◆ **THE EXERCISE**: Repeat the lines below exactly, covering the stretch from the line containing "find | dark wood grain" through the line containing "<point>525,383</point>", both ends included.
********************
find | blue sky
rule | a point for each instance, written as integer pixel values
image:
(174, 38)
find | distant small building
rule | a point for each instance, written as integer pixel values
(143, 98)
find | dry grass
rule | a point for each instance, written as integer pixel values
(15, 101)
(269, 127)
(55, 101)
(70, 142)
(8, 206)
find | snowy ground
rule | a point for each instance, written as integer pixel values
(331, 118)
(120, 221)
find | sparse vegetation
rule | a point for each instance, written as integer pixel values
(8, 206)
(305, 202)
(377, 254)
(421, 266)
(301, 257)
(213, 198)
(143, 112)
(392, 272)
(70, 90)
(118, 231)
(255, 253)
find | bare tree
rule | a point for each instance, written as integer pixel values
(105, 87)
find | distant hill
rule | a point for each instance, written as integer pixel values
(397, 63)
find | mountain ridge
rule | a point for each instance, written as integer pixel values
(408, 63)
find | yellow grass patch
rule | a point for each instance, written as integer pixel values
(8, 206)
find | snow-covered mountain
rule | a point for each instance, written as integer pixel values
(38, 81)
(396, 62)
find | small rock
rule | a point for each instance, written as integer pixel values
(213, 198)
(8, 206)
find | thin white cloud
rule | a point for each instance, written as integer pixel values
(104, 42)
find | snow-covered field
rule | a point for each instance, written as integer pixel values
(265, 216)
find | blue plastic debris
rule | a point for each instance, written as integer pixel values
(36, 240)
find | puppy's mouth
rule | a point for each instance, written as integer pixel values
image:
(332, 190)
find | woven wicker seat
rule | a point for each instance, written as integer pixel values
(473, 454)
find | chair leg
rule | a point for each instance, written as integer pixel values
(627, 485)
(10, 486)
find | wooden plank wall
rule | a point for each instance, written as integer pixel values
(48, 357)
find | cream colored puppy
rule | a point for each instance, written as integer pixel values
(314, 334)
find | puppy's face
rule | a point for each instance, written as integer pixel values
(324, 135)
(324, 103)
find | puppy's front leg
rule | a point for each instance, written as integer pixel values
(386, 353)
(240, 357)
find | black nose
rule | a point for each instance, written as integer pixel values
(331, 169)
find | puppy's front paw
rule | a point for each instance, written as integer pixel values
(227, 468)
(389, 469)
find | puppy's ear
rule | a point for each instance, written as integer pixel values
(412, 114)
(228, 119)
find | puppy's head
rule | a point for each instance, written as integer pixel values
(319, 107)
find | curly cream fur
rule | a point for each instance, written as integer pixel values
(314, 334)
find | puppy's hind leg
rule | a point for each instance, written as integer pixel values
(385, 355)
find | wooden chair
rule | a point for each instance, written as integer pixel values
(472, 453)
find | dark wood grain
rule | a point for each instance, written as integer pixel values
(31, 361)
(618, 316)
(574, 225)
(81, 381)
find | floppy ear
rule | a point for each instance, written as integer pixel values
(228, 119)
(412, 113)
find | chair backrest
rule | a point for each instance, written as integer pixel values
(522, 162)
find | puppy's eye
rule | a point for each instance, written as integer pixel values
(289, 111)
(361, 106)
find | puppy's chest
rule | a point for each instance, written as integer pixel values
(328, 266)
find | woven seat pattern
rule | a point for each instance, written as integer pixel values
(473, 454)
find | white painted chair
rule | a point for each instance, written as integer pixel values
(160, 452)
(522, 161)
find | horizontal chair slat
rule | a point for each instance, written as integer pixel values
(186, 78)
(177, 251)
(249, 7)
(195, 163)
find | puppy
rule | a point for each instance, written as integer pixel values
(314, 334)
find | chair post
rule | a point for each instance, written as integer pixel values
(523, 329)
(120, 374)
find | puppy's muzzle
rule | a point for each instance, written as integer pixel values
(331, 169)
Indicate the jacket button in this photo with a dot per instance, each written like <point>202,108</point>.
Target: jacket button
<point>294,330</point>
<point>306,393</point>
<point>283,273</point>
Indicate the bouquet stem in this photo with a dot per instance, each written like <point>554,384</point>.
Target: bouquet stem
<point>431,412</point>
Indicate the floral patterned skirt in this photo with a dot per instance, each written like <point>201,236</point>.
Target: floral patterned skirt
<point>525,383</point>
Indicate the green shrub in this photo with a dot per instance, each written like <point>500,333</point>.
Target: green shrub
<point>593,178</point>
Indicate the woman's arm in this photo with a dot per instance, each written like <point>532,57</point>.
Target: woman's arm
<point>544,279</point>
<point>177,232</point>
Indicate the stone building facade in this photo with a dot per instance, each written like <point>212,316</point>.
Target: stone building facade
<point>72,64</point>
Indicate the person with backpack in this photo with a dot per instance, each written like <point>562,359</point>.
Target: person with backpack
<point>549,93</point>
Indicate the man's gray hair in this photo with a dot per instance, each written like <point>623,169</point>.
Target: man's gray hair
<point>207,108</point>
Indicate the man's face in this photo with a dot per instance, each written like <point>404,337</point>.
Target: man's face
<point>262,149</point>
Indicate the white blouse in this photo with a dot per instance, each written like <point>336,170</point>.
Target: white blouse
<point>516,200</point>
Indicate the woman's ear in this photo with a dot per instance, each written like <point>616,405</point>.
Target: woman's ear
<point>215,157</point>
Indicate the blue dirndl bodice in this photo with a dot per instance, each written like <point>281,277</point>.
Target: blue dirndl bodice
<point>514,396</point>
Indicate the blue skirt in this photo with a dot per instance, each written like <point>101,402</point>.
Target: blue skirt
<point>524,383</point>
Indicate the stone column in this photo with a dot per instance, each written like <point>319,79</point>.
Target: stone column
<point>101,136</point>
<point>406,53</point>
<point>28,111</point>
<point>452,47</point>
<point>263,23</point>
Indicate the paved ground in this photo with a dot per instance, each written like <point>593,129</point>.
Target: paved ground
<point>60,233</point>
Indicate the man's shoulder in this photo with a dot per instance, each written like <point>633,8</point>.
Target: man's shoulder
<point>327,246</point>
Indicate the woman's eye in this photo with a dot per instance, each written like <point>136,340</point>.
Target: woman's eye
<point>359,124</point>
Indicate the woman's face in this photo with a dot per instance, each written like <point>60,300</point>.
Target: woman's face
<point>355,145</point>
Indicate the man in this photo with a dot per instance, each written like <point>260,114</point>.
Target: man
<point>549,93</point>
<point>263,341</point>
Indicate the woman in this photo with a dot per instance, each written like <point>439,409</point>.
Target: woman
********************
◆ **OUTPUT FOR THIS EXERCISE**:
find | dark wood grain
rule | a point for each instance, written as integer pixel values
(31, 361)
(618, 316)
(574, 225)
(81, 381)
find | floppy ear
rule | a point for each instance, written as integer pixel values
(228, 119)
(412, 113)
find | chair backrest
rule | a point for each instance, written as integer pixel values
(522, 162)
find | puppy's eye
rule | a point for each instance, written as integer pixel values
(289, 111)
(361, 106)
find | puppy's chest
rule | a point for each instance, written as integer pixel values
(328, 266)
find | woven seat pattern
rule | a point for each instance, written as integer pixel values
(473, 454)
find | white painted chair
rule | a point for each instance, written as integer pixel values
(160, 452)
(522, 161)
find | horizontal chair slat
rule | a point for each instance, written as integer pixel values
(186, 78)
(177, 251)
(249, 7)
(195, 163)
find | puppy
rule | a point for each instance, written as integer pixel values
(314, 334)
find | chair post
rule | a point for each instance, written as integer pixel values
(523, 329)
(120, 374)
find | puppy's muzzle
rule | a point for each instance, written as integer pixel values
(331, 169)
Indicate the jacket button in this photo with a dot per instance, each written like <point>202,108</point>.
Target: jacket button
<point>294,330</point>
<point>306,393</point>
<point>283,273</point>
Indicate the bouquet stem in this photo with a dot per instance, each written like <point>554,384</point>.
Target: bouquet stem
<point>431,412</point>
Indicate the floral patterned skirt in this photo with a dot per instance, each written like <point>201,236</point>.
Target: floral patterned skirt
<point>525,383</point>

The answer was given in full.